Records from a data source:
--- START ---

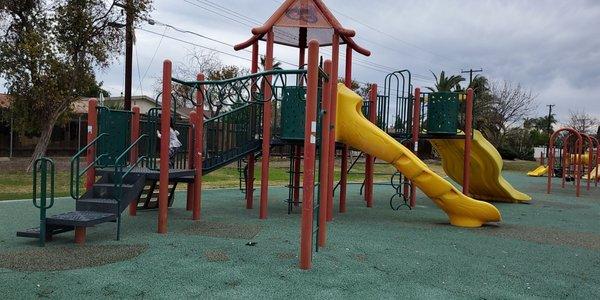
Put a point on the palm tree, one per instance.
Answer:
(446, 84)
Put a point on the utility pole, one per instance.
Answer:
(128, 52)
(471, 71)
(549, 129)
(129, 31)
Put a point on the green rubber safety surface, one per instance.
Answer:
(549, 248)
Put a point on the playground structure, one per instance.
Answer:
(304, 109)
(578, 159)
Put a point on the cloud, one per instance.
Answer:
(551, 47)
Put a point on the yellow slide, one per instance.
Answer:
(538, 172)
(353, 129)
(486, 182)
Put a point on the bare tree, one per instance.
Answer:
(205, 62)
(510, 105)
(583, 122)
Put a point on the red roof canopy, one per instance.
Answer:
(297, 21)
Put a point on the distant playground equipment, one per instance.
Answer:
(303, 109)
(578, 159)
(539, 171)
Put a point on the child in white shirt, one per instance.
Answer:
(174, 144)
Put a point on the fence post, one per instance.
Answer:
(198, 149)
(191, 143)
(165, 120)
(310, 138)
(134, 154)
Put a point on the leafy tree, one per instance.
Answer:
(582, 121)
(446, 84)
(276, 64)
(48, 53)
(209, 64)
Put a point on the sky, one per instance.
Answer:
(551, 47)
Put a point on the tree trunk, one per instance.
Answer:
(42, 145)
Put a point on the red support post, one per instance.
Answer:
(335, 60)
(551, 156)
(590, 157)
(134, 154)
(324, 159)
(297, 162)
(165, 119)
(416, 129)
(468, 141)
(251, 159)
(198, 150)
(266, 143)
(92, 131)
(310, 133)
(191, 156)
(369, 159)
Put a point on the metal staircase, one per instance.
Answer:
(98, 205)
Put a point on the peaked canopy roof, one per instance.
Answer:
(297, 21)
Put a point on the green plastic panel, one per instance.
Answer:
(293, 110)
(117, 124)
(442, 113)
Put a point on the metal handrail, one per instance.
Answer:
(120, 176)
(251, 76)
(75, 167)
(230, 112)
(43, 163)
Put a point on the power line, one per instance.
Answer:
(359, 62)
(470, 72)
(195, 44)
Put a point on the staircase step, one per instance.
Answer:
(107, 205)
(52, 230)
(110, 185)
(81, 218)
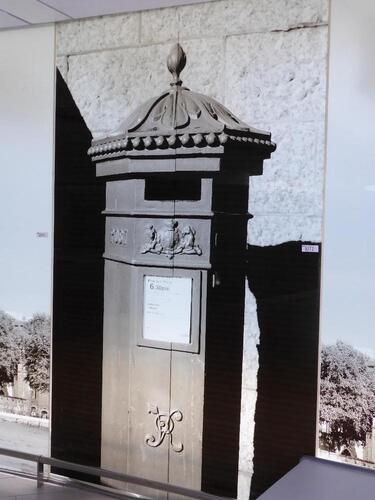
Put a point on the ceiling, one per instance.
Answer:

--- END ---

__WHAT IS REQUIRED__: Would you give the entries above again verbatim, omitting the images they contain?

__REPLY__:
Put a point on the palm tree, one per instance.
Answer:
(446, 84)
Put a point on the utility pole, one per instance.
Answer:
(128, 52)
(471, 71)
(549, 129)
(129, 31)
Put a point on the green rubber safety surface, one per instance.
Answer:
(549, 248)
Put a point on the playground structure, one per instance.
Answer:
(304, 109)
(578, 159)
Put a point on the cloud, one per instance.
Answer:
(551, 47)
Put a point on the yellow slide, one per instance.
Answer:
(538, 172)
(353, 129)
(486, 182)
Put a point on the bare tree, one per instance.
Answer:
(205, 62)
(510, 105)
(583, 122)
Put a point on the red roof canopy, one per instance.
Answer:
(297, 21)
Put a point on the distant playground equipment, one per instance.
Answer:
(303, 109)
(578, 159)
(539, 171)
Put a point on the child in white shirt, one per instance.
Answer:
(174, 144)
Put a point on the fence post, one per instance.
Answer:
(198, 149)
(191, 143)
(165, 120)
(310, 138)
(134, 154)
Put a point on the leafy tree, one per instance.
Answer:
(582, 121)
(446, 84)
(276, 64)
(48, 53)
(209, 64)
Put a point on the sky, one per instance.
Answer:
(551, 47)
Put a point on the tree trunk, one per instance.
Answer:
(42, 145)
Put a point on the red support post, one per instance.
Answer:
(335, 60)
(551, 156)
(590, 157)
(134, 154)
(324, 159)
(297, 162)
(165, 119)
(416, 129)
(468, 141)
(251, 159)
(198, 150)
(266, 143)
(92, 131)
(310, 133)
(191, 156)
(369, 159)
Put a point on the metal staircase, one per instance.
Answer:
(98, 205)
Put a point on the peaked canopy roof, one per instance.
Answer:
(297, 21)
Put a point on the green plastic panel, one per instance.
Answer:
(293, 110)
(117, 124)
(442, 113)
Put a point on the metal handrail, one per instance.
Answer:
(120, 176)
(251, 76)
(75, 167)
(230, 112)
(43, 163)
Put a point on the power line, one per instance.
Answer:
(359, 62)
(470, 72)
(195, 44)
Put a point on the staircase step, one per instance.
Answer:
(107, 205)
(52, 230)
(110, 185)
(81, 218)
Put a point on the ceiling, one per instance.
Answer:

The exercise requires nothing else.